WORK ITEM:
Across the records, how many lines contain "knuckle"? Answer with the number alone.

DATA FOR THIS TASK:
_ _ _

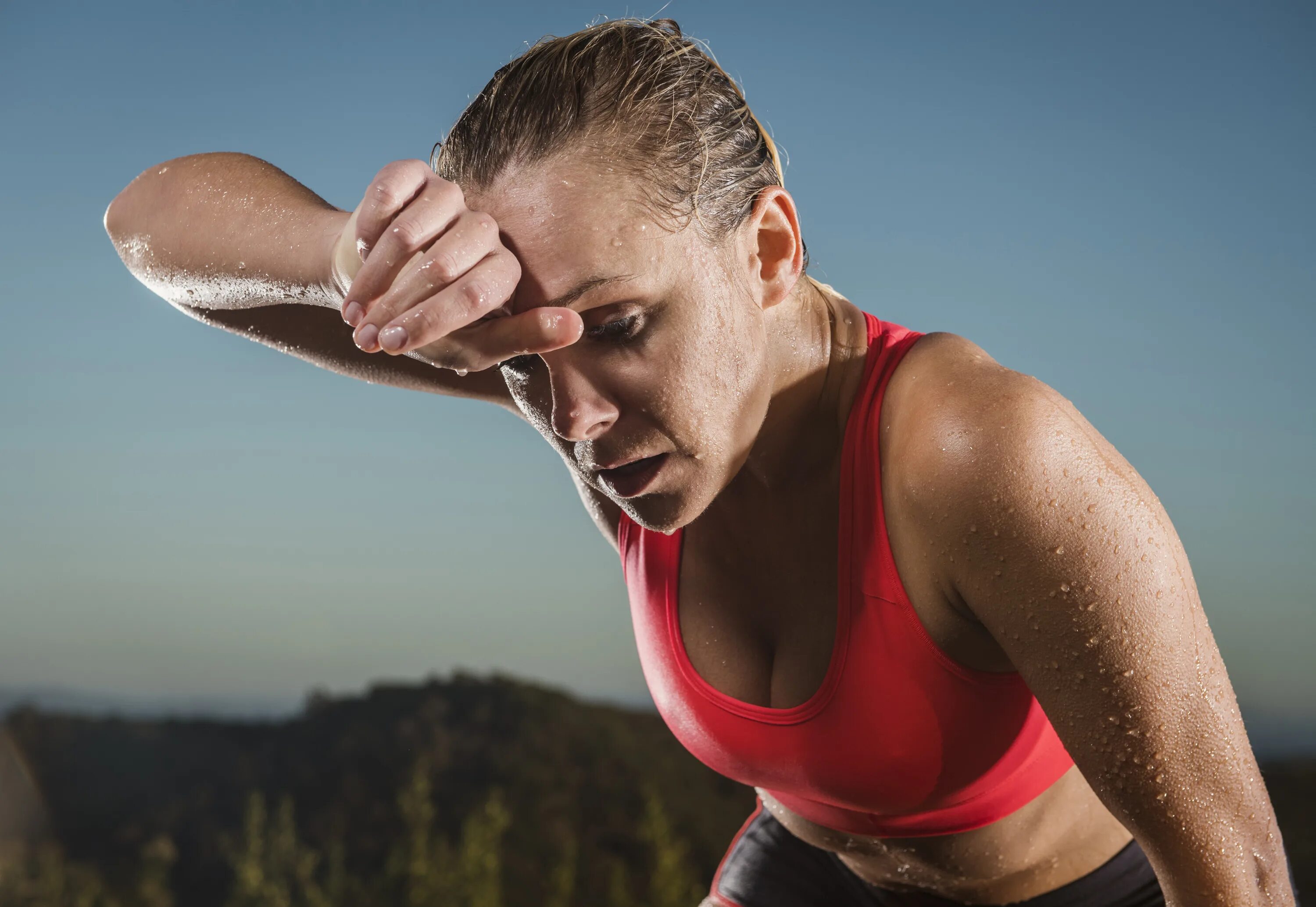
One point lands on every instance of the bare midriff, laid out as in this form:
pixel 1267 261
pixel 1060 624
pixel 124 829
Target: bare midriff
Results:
pixel 1059 838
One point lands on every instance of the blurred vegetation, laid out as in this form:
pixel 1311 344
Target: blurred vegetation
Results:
pixel 458 794
pixel 466 793
pixel 272 867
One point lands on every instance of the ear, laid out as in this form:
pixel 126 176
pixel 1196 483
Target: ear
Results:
pixel 774 247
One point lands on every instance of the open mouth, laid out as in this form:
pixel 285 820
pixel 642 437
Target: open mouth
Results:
pixel 633 478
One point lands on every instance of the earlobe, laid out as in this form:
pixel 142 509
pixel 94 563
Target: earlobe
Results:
pixel 777 252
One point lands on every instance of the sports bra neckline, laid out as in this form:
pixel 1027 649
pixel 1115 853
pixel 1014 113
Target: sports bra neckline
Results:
pixel 840 643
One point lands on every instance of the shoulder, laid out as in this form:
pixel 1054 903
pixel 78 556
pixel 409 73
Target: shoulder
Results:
pixel 956 422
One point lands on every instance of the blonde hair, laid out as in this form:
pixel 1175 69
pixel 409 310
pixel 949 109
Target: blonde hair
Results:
pixel 641 94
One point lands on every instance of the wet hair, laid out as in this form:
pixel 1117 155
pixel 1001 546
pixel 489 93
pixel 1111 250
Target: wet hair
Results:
pixel 640 94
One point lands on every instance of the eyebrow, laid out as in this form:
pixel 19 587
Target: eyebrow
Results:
pixel 586 286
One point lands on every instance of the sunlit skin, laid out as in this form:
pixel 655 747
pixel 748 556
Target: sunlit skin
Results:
pixel 1023 539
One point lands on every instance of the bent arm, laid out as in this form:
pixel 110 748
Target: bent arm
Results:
pixel 236 243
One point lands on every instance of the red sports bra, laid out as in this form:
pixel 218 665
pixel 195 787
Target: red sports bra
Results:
pixel 899 740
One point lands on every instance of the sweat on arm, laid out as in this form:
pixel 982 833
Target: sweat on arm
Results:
pixel 1070 563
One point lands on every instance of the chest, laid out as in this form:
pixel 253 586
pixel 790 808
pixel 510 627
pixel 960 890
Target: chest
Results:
pixel 757 609
pixel 758 597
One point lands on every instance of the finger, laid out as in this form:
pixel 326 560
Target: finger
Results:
pixel 482 345
pixel 472 237
pixel 390 191
pixel 412 229
pixel 468 299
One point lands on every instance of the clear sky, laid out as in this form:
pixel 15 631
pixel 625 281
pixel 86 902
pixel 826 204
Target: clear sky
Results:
pixel 1110 197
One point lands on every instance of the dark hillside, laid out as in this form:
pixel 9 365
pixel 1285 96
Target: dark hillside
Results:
pixel 460 792
pixel 566 772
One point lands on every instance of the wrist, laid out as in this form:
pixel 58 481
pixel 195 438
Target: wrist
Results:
pixel 344 258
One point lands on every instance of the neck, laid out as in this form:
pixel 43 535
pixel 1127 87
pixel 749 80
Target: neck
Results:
pixel 816 347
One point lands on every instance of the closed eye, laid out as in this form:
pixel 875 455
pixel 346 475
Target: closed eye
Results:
pixel 620 331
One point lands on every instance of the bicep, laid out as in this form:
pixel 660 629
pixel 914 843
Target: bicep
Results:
pixel 318 335
pixel 1073 565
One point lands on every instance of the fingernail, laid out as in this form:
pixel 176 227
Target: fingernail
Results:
pixel 366 336
pixel 393 339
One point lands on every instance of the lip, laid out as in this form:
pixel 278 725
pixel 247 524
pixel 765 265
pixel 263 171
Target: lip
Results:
pixel 632 478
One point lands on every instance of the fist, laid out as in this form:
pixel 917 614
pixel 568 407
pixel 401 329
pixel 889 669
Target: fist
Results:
pixel 431 278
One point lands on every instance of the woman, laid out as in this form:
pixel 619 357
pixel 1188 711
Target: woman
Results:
pixel 910 595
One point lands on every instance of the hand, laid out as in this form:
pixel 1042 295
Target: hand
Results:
pixel 436 278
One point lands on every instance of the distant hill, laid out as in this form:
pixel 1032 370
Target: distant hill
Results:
pixel 403 796
pixel 565 771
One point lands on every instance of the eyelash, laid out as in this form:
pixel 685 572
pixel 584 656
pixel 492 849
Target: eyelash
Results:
pixel 611 330
pixel 620 331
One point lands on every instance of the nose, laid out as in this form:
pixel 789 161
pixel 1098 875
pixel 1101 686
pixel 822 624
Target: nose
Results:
pixel 579 411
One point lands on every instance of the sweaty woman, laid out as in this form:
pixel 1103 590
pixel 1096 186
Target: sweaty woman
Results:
pixel 910 595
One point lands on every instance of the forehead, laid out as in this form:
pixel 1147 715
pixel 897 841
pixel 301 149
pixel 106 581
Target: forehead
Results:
pixel 569 220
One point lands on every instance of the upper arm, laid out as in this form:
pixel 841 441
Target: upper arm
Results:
pixel 1068 559
pixel 319 335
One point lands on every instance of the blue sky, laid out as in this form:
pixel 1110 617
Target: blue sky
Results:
pixel 1109 197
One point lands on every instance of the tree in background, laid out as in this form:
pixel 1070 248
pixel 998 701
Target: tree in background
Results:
pixel 429 871
pixel 673 882
pixel 562 878
pixel 273 868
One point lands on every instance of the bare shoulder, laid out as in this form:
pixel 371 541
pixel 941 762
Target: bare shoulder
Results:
pixel 956 423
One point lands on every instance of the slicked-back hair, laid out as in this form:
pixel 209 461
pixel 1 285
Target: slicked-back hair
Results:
pixel 637 93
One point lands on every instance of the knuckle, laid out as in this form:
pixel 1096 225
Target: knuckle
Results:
pixel 448 356
pixel 474 294
pixel 508 265
pixel 407 233
pixel 445 268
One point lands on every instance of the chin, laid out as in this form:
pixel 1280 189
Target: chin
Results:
pixel 662 511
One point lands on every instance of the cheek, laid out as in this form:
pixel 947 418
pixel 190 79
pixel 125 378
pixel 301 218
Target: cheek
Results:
pixel 711 378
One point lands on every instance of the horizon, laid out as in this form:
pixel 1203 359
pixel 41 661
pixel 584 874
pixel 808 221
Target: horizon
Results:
pixel 1114 199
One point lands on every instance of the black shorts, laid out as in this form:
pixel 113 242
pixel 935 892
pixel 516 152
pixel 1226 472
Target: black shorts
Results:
pixel 768 867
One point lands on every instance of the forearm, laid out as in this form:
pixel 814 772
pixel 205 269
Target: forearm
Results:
pixel 225 231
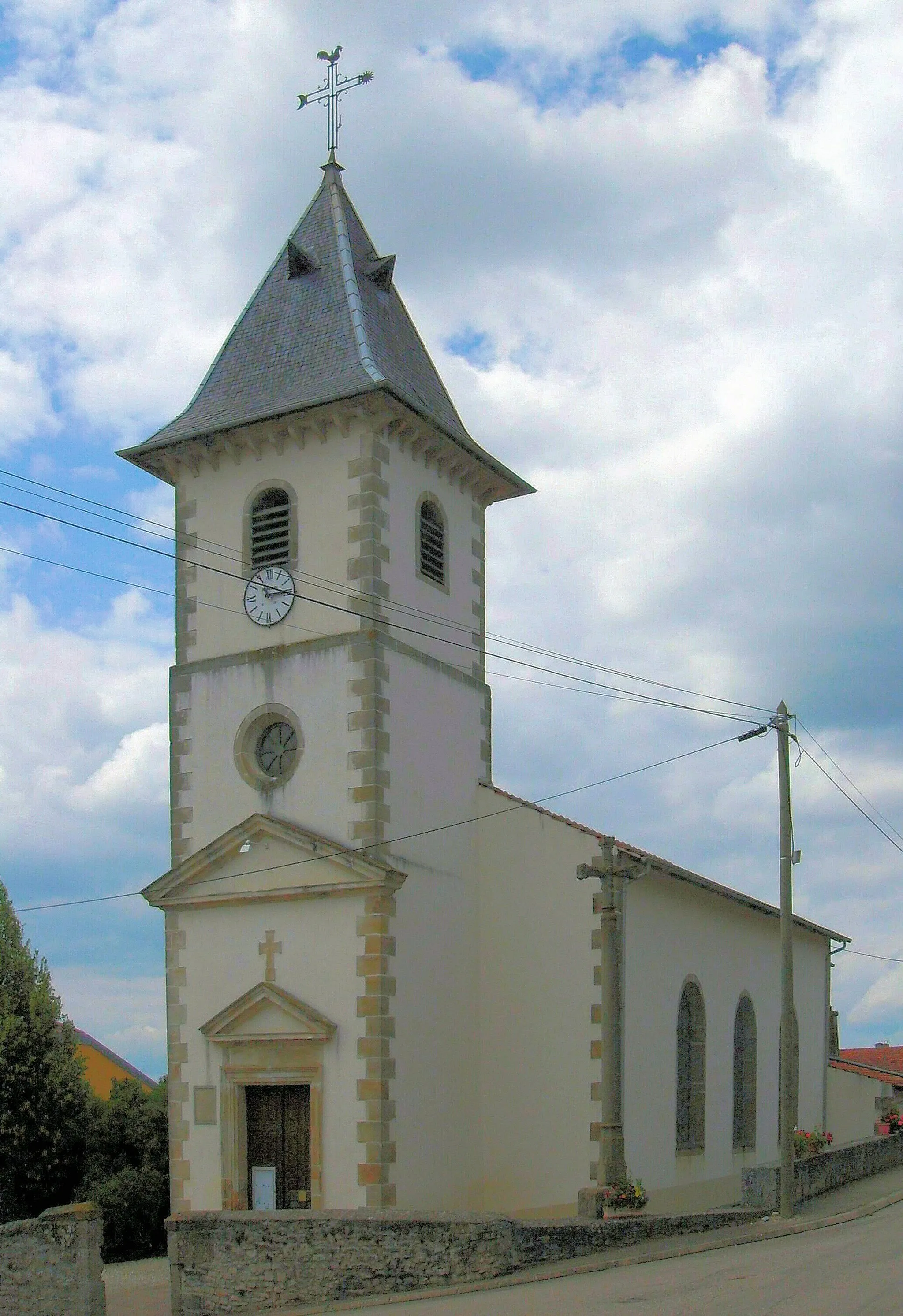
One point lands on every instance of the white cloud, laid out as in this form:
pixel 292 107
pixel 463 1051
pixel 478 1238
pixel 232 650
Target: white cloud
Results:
pixel 137 774
pixel 82 731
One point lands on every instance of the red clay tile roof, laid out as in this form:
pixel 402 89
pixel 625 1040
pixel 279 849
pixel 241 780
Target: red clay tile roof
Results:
pixel 868 1072
pixel 876 1057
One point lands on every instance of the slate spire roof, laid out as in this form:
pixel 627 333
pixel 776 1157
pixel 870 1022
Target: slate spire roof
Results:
pixel 325 324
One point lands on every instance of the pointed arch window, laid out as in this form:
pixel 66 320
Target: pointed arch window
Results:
pixel 691 1071
pixel 794 1072
pixel 432 549
pixel 744 1076
pixel 272 517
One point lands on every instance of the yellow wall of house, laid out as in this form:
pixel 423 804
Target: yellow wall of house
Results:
pixel 101 1072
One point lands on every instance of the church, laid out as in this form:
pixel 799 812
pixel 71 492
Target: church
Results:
pixel 386 982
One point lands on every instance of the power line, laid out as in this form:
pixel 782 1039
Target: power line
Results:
pixel 169 594
pixel 410 836
pixel 858 807
pixel 631 695
pixel 865 955
pixel 333 586
pixel 850 781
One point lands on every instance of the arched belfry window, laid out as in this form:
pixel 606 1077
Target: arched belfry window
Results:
pixel 691 1071
pixel 744 1076
pixel 270 529
pixel 432 549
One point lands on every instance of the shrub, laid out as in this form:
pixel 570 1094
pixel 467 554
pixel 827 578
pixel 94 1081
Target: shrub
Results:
pixel 127 1169
pixel 44 1098
pixel 810 1144
pixel 626 1195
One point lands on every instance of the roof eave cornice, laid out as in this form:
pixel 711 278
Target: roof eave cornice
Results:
pixel 466 464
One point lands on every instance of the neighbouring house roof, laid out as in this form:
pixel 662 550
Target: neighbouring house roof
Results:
pixel 324 326
pixel 104 1065
pixel 888 1060
pixel 675 870
pixel 884 1076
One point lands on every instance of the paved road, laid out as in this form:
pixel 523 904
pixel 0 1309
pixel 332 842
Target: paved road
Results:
pixel 843 1270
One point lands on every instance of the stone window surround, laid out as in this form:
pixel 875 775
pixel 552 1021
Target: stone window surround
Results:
pixel 744 1145
pixel 443 586
pixel 246 524
pixel 697 1124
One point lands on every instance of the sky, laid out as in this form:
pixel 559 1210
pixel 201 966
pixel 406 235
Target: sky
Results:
pixel 655 249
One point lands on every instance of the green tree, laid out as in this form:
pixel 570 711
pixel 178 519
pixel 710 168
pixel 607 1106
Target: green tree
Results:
pixel 127 1169
pixel 44 1097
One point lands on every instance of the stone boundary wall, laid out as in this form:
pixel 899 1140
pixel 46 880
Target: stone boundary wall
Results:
pixel 254 1261
pixel 818 1175
pixel 52 1265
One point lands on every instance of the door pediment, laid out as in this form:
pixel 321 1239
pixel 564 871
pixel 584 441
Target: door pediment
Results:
pixel 266 859
pixel 269 1014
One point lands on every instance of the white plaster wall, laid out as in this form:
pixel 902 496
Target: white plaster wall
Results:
pixel 537 990
pixel 536 993
pixel 675 929
pixel 435 737
pixel 319 476
pixel 315 686
pixel 317 964
pixel 408 481
pixel 852 1106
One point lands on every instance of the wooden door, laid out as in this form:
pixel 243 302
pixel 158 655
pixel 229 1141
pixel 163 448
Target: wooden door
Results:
pixel 280 1135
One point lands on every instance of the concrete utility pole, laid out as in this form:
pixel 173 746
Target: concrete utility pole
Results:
pixel 787 1015
pixel 611 1131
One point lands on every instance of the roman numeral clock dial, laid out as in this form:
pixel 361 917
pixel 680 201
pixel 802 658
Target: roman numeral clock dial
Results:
pixel 269 597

_ _ _

RESULT OF THE TASK:
2